━━━━━ Text for analysis

The $495 Screw
Simplicity has a smaller market.
When I was younger, I remember hearing a story about a factory whose machine had stopped working. They called in a specialist. He walked around the machine, tightened a single screw, and handed them an invoice for five hundred dollars.
The manager was furious. Five hundred dollars for turning one screw? He demanded an itemized bill. The specialist sent it back the next day:
Tightening one screw: $5
Knowing which screw to tighten: $495
The parable has been around forever, and it endures because it exposes something uncomfortable about knowledge work: the answer is often simple. A diagnosis, a judgment call, a single decision that only looks obvious in hindsight. But simplicity doesn’t feel like value. One turn of a screwdriver doesn’t feel like five hundred dollars. So the knowledge tends to be dressed up — wrapped in process, padded with justification — until it feels hefty enough to be worth what you paid.
This is everywhere. Apple Watch boxes are engineered to weigh more than the watch inside them, because a $400 purchase shouldn’t feel like picking up an envelope. McKinsey’s answer fits on a napkin, but it arrives inside a six-week engagement — the interviews, the workshops, the war room, the hundred-slide readout for the C-suite. The knowledge was there on day one. The other five weeks and six days are the packaging that makes the napkin feel earned.

━━━━━━━━━━

| The problem |
According to the essay about the $495 screw, how are Apple Watch boxes engineered?

━━━━━ Information provided

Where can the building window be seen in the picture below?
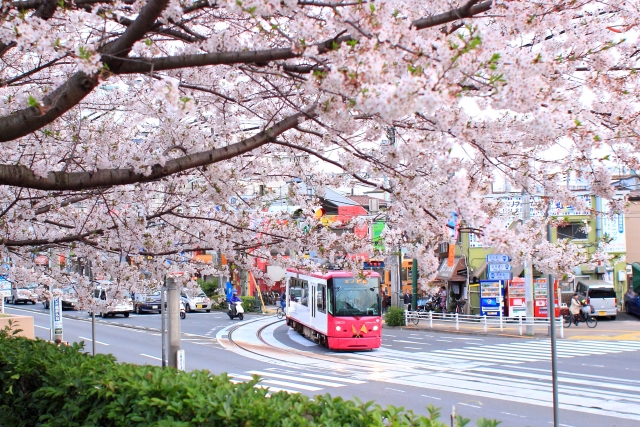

━━━━━━━━━━

| Result |
They are engineered to weigh more than the watch inside them.